#### [TRECHO DA PÁGINA]
Brandt et al. (1980) desenvolveram um modelo que simula o balanço energético anual de indivíduos e famílias de uma hipotética comunidade Quechua pastoril e agrária dos Andes. Variáveis como diferentes culturas, produtividade, fatores abióticos e doenças fazem parte do modelo, como também são apresentados os fluxos de energia de uma família Quechua.
Um estudo recente, no Brasil, de ecologia humana de sistemas é o de Fearnside (1986). Neste estudo, a relação entre população, agricultura, alocação da produção e capacidade de suporte é simulada em Fortran-IV. O "agroecossistema" simulado inclui inputs como qualidade dos solos, dados metereológicos, tipos de colonos (fatores ecológicos e sociais). Estes inputs geram valores referentes à capacidade de suporte do ambiente.

#### [INSTRUÇÕES DE TRABALHO]
1. Repita do texto sobre modelos de ecologia humana tudo o que vai desde "Um estudo recente, no" até "suporte do ambiente.", sem mudar nada.
2. Responda com base no texto sobre modelos de ecologia humana:
(a) Que tipo de comunidade o modelo de Brandt et al. (1980) simula?
(b) Em que linguagem é feita a simulação no estudo de Fearnside (1986)?
(c) O que os inputs do "agroecossistema" simulado geram?
3. Dê continuidade ao texto sobre modelos de ecologia humana, começando logo depois da última frase.

#### [DADOS FORNECIDOS]
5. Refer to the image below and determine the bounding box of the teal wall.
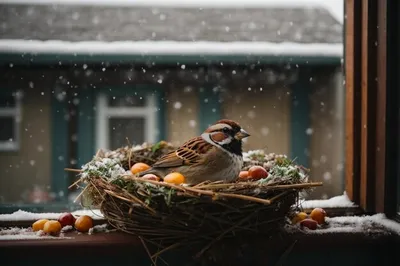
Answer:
[199,84,222,134]
[78,85,166,166]
[290,67,311,167]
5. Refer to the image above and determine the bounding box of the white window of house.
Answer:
[0,91,22,151]
[96,94,157,150]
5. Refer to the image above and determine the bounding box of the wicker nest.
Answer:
[73,142,320,263]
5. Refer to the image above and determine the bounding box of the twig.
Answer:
[74,185,89,202]
[64,168,83,173]
[151,242,182,258]
[139,236,157,266]
[68,178,82,189]
[215,193,271,205]
[269,191,290,203]
[196,211,252,258]
[104,189,156,213]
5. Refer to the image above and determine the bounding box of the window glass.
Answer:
[109,117,146,150]
[0,94,15,108]
[0,0,345,212]
[108,95,146,107]
[0,117,15,142]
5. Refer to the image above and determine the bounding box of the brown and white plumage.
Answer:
[140,119,249,184]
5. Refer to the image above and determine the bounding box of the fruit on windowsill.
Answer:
[310,208,326,224]
[249,165,268,180]
[142,174,160,181]
[164,172,185,185]
[58,212,76,227]
[75,215,93,233]
[32,219,49,232]
[43,220,62,235]
[300,219,318,230]
[131,163,150,175]
[239,171,249,179]
[292,212,308,224]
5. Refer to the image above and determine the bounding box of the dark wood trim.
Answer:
[346,0,399,216]
[344,0,361,204]
[360,0,377,211]
[376,0,400,217]
[374,0,388,212]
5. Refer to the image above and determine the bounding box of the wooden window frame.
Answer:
[345,0,400,217]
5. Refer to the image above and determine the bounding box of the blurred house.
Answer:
[0,4,344,203]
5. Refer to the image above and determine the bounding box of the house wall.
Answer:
[310,68,345,198]
[0,86,51,203]
[0,66,344,202]
[222,83,291,154]
[166,83,199,145]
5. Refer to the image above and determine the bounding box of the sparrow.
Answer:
[139,119,250,185]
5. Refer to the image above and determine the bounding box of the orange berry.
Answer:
[310,208,326,224]
[292,212,307,224]
[164,172,185,185]
[249,165,268,179]
[32,219,49,232]
[239,171,249,179]
[43,220,62,235]
[75,215,93,233]
[300,219,318,230]
[131,163,150,175]
[142,174,160,181]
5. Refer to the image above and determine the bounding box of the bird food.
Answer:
[66,131,321,263]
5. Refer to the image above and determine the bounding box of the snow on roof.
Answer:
[301,193,357,209]
[0,39,343,57]
[0,209,103,222]
[0,0,344,23]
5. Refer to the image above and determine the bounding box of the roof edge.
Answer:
[0,52,342,67]
[0,39,343,57]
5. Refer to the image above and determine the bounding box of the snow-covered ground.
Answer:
[301,193,357,209]
[0,209,104,222]
[286,213,400,235]
[0,194,400,240]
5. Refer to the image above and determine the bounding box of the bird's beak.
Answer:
[235,129,250,140]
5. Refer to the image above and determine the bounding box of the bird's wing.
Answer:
[153,137,213,168]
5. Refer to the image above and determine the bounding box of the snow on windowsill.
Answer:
[286,213,400,235]
[0,227,72,241]
[0,39,343,57]
[300,192,357,209]
[0,209,104,222]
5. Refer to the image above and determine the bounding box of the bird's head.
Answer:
[203,119,250,155]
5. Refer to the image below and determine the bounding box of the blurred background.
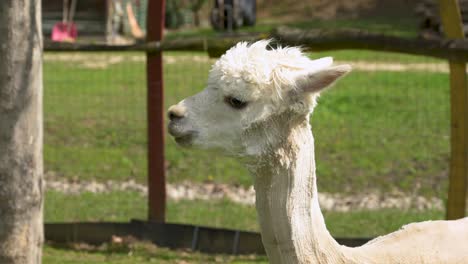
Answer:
[43,0,468,263]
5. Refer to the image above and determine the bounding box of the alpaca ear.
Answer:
[297,64,351,93]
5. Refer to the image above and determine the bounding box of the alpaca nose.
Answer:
[168,105,185,121]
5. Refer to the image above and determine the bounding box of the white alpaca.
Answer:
[169,41,468,264]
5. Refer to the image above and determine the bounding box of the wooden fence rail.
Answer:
[44,27,468,62]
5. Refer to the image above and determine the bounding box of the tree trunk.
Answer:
[0,0,43,264]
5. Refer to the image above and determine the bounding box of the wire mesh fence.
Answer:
[44,44,460,236]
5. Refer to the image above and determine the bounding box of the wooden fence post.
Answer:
[440,0,468,219]
[146,0,166,222]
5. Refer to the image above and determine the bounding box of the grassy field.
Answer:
[45,191,444,237]
[39,14,449,264]
[43,191,443,264]
[44,51,449,196]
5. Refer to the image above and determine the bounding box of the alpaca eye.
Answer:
[224,96,247,109]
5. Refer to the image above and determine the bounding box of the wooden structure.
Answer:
[416,0,468,37]
[146,0,166,222]
[440,0,468,219]
[44,220,371,255]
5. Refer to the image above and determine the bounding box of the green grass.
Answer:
[165,15,420,39]
[44,52,449,196]
[43,191,443,264]
[44,191,443,237]
[43,242,267,264]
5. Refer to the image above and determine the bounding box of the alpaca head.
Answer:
[169,40,351,156]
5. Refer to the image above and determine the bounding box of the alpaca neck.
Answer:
[251,120,344,263]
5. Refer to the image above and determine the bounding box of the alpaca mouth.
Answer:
[174,133,194,147]
[168,122,196,147]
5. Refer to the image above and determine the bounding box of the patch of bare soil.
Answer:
[46,177,443,212]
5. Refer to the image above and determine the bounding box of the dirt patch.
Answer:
[46,177,443,212]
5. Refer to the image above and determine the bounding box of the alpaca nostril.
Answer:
[169,111,183,121]
[168,106,185,121]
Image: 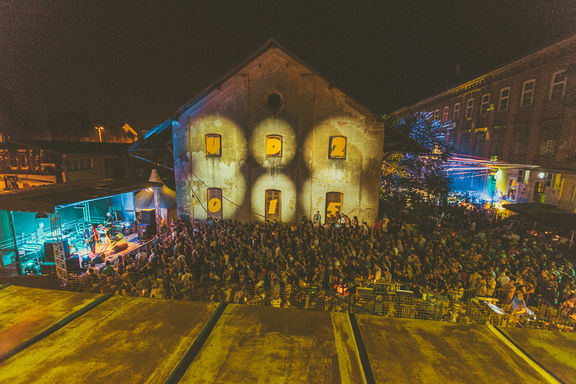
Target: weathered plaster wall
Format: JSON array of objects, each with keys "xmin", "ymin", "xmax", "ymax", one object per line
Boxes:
[{"xmin": 173, "ymin": 48, "xmax": 384, "ymax": 221}]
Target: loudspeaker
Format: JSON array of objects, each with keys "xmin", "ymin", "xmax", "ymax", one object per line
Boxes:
[
  {"xmin": 44, "ymin": 243, "xmax": 56, "ymax": 263},
  {"xmin": 114, "ymin": 243, "xmax": 128, "ymax": 253},
  {"xmin": 40, "ymin": 262, "xmax": 56, "ymax": 275},
  {"xmin": 44, "ymin": 239, "xmax": 70, "ymax": 262},
  {"xmin": 142, "ymin": 209, "xmax": 156, "ymax": 237}
]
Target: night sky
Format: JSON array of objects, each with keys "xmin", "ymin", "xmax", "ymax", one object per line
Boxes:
[{"xmin": 0, "ymin": 0, "xmax": 576, "ymax": 138}]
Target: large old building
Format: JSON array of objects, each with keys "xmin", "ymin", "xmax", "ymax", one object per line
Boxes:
[
  {"xmin": 141, "ymin": 40, "xmax": 384, "ymax": 222},
  {"xmin": 395, "ymin": 36, "xmax": 576, "ymax": 211}
]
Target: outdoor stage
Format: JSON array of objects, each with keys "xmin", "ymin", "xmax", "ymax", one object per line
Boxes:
[{"xmin": 0, "ymin": 180, "xmax": 156, "ymax": 280}]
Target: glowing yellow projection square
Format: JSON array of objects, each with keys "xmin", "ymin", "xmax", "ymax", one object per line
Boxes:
[
  {"xmin": 328, "ymin": 136, "xmax": 346, "ymax": 159},
  {"xmin": 206, "ymin": 133, "xmax": 222, "ymax": 157},
  {"xmin": 266, "ymin": 135, "xmax": 282, "ymax": 157}
]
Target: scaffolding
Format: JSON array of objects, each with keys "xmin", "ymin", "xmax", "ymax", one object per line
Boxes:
[{"xmin": 50, "ymin": 210, "xmax": 68, "ymax": 282}]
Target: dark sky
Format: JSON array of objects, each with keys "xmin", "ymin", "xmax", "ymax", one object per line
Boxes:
[{"xmin": 0, "ymin": 0, "xmax": 576, "ymax": 136}]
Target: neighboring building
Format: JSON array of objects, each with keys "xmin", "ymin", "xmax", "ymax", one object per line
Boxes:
[
  {"xmin": 394, "ymin": 35, "xmax": 576, "ymax": 211},
  {"xmin": 0, "ymin": 140, "xmax": 148, "ymax": 191},
  {"xmin": 133, "ymin": 40, "xmax": 384, "ymax": 222}
]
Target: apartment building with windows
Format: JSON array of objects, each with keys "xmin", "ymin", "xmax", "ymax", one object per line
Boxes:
[{"xmin": 394, "ymin": 35, "xmax": 576, "ymax": 212}]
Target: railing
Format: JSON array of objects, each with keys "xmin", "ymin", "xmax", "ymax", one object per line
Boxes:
[{"xmin": 60, "ymin": 275, "xmax": 576, "ymax": 331}]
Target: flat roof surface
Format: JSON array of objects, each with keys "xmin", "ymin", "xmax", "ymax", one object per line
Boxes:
[
  {"xmin": 357, "ymin": 315, "xmax": 543, "ymax": 384},
  {"xmin": 504, "ymin": 328, "xmax": 576, "ymax": 384},
  {"xmin": 0, "ymin": 286, "xmax": 98, "ymax": 360},
  {"xmin": 0, "ymin": 296, "xmax": 216, "ymax": 384},
  {"xmin": 0, "ymin": 179, "xmax": 152, "ymax": 213}
]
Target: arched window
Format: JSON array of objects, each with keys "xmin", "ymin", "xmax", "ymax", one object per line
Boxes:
[
  {"xmin": 324, "ymin": 192, "xmax": 344, "ymax": 223},
  {"xmin": 206, "ymin": 188, "xmax": 222, "ymax": 219},
  {"xmin": 266, "ymin": 135, "xmax": 282, "ymax": 157},
  {"xmin": 206, "ymin": 133, "xmax": 222, "ymax": 157},
  {"xmin": 264, "ymin": 189, "xmax": 282, "ymax": 221},
  {"xmin": 328, "ymin": 136, "xmax": 346, "ymax": 159}
]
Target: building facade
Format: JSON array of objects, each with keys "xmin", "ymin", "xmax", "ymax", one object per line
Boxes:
[
  {"xmin": 395, "ymin": 35, "xmax": 576, "ymax": 212},
  {"xmin": 164, "ymin": 40, "xmax": 384, "ymax": 222}
]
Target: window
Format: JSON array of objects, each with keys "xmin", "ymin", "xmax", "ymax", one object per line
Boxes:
[
  {"xmin": 460, "ymin": 132, "xmax": 470, "ymax": 154},
  {"xmin": 452, "ymin": 103, "xmax": 460, "ymax": 122},
  {"xmin": 474, "ymin": 131, "xmax": 486, "ymax": 156},
  {"xmin": 480, "ymin": 93, "xmax": 490, "ymax": 115},
  {"xmin": 550, "ymin": 71, "xmax": 566, "ymax": 100},
  {"xmin": 512, "ymin": 130, "xmax": 528, "ymax": 155},
  {"xmin": 206, "ymin": 188, "xmax": 222, "ymax": 219},
  {"xmin": 264, "ymin": 189, "xmax": 282, "ymax": 221},
  {"xmin": 466, "ymin": 99, "xmax": 474, "ymax": 120},
  {"xmin": 324, "ymin": 192, "xmax": 344, "ymax": 222},
  {"xmin": 266, "ymin": 135, "xmax": 282, "ymax": 157},
  {"xmin": 492, "ymin": 127, "xmax": 506, "ymax": 156},
  {"xmin": 206, "ymin": 133, "xmax": 222, "ymax": 157},
  {"xmin": 520, "ymin": 79, "xmax": 536, "ymax": 107},
  {"xmin": 498, "ymin": 87, "xmax": 510, "ymax": 111},
  {"xmin": 442, "ymin": 106, "xmax": 450, "ymax": 121},
  {"xmin": 328, "ymin": 136, "xmax": 346, "ymax": 159},
  {"xmin": 539, "ymin": 128, "xmax": 556, "ymax": 156}
]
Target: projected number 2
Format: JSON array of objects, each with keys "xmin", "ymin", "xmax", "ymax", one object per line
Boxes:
[{"xmin": 328, "ymin": 136, "xmax": 346, "ymax": 159}]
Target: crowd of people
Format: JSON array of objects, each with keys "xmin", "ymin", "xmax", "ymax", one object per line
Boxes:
[{"xmin": 77, "ymin": 206, "xmax": 576, "ymax": 320}]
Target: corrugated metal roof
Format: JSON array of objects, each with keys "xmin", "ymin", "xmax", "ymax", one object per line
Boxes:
[{"xmin": 0, "ymin": 179, "xmax": 153, "ymax": 213}]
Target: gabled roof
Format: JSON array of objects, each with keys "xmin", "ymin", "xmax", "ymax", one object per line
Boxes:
[
  {"xmin": 0, "ymin": 140, "xmax": 130, "ymax": 155},
  {"xmin": 174, "ymin": 37, "xmax": 381, "ymax": 120},
  {"xmin": 0, "ymin": 179, "xmax": 153, "ymax": 213}
]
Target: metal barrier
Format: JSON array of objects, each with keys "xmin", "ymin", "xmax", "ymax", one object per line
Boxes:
[{"xmin": 59, "ymin": 268, "xmax": 576, "ymax": 331}]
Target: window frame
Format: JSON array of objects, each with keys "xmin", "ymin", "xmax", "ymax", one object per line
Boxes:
[
  {"xmin": 328, "ymin": 135, "xmax": 348, "ymax": 160},
  {"xmin": 548, "ymin": 69, "xmax": 568, "ymax": 101},
  {"xmin": 442, "ymin": 105, "xmax": 450, "ymax": 121},
  {"xmin": 206, "ymin": 188, "xmax": 224, "ymax": 220},
  {"xmin": 480, "ymin": 93, "xmax": 490, "ymax": 115},
  {"xmin": 264, "ymin": 134, "xmax": 284, "ymax": 158},
  {"xmin": 498, "ymin": 87, "xmax": 510, "ymax": 112},
  {"xmin": 520, "ymin": 79, "xmax": 536, "ymax": 107},
  {"xmin": 264, "ymin": 189, "xmax": 282, "ymax": 222},
  {"xmin": 452, "ymin": 103, "xmax": 460, "ymax": 122},
  {"xmin": 464, "ymin": 97, "xmax": 474, "ymax": 120},
  {"xmin": 204, "ymin": 133, "xmax": 222, "ymax": 157}
]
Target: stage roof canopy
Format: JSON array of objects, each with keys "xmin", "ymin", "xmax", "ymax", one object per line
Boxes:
[{"xmin": 0, "ymin": 179, "xmax": 154, "ymax": 213}]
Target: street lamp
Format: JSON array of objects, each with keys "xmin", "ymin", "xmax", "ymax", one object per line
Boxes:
[{"xmin": 94, "ymin": 125, "xmax": 104, "ymax": 142}]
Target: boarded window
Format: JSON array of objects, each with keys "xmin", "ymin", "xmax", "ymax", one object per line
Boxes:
[
  {"xmin": 207, "ymin": 188, "xmax": 222, "ymax": 219},
  {"xmin": 266, "ymin": 135, "xmax": 282, "ymax": 157},
  {"xmin": 206, "ymin": 133, "xmax": 222, "ymax": 157},
  {"xmin": 328, "ymin": 136, "xmax": 346, "ymax": 159},
  {"xmin": 264, "ymin": 189, "xmax": 282, "ymax": 221},
  {"xmin": 324, "ymin": 192, "xmax": 344, "ymax": 222}
]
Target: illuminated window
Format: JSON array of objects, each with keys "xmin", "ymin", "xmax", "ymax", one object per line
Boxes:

#### [RESPOSTAS]
1.
Um estudo recente, no Brasil, de ecologia humana de sistemas é o de Fearnside (1986). Neste estudo, a relação entre população, agricultura, alocação da produção e capacidade de suporte é simulada em Fortran-IV. O "agroecossistema" simulado inclui inputs como qualidade dos solos, dados metereológicos, tipos de colonos (fatores ecológicos e sociais). Estes inputs geram valores referentes à capacidade de suporte do ambiente.

2.
(a) Uma hipotética comunidade Quechua pastoril e agrária dos Andes.
(b) Em Fortran-IV.
(c) Valores referentes à capacidade de suporte do ambiente.

3.
Ainda sob um enfoque ecossistêmico, ou com uma abordagem holista, vale citar os livros de Boughey (1975) e Campbell (1983). Estes autores adicionaram a esta abordagem a origem e evolução do homem.
Ecologia Evolutiva
A ecologia é definida por Pianka (1983) como o estudo das interrelações dos organismos com o ambiente. Este é definido como a soma total dos fatores físicos (abióticos) e biológicos (bióticos). Cada organismos é membro de uma população, espécie ou comunidade. A ecologia evolutiva visa entender a relação dos indivíduos/populações com o ambiente*. O conceito de fitness(adaptabilidade) é um dos pilares da ecologia evolutiva. Fitness é a capacidade de um organismo se perpetuar e é medido pelo sucesso reprodutivo deste organismo. Avaliar o sucesso reprodutivo de um organismo é fundamental para enentender a relação organismo/ambiente porque o sucesso reprodutivo é de erminado pelo status do organismo dentro de sua população, pelas associações interespecíficas deste e pela comunidade em que este se encontra.
______________________________
*sob esse enfoque, as partes de um sistema nao são "caixas pretas".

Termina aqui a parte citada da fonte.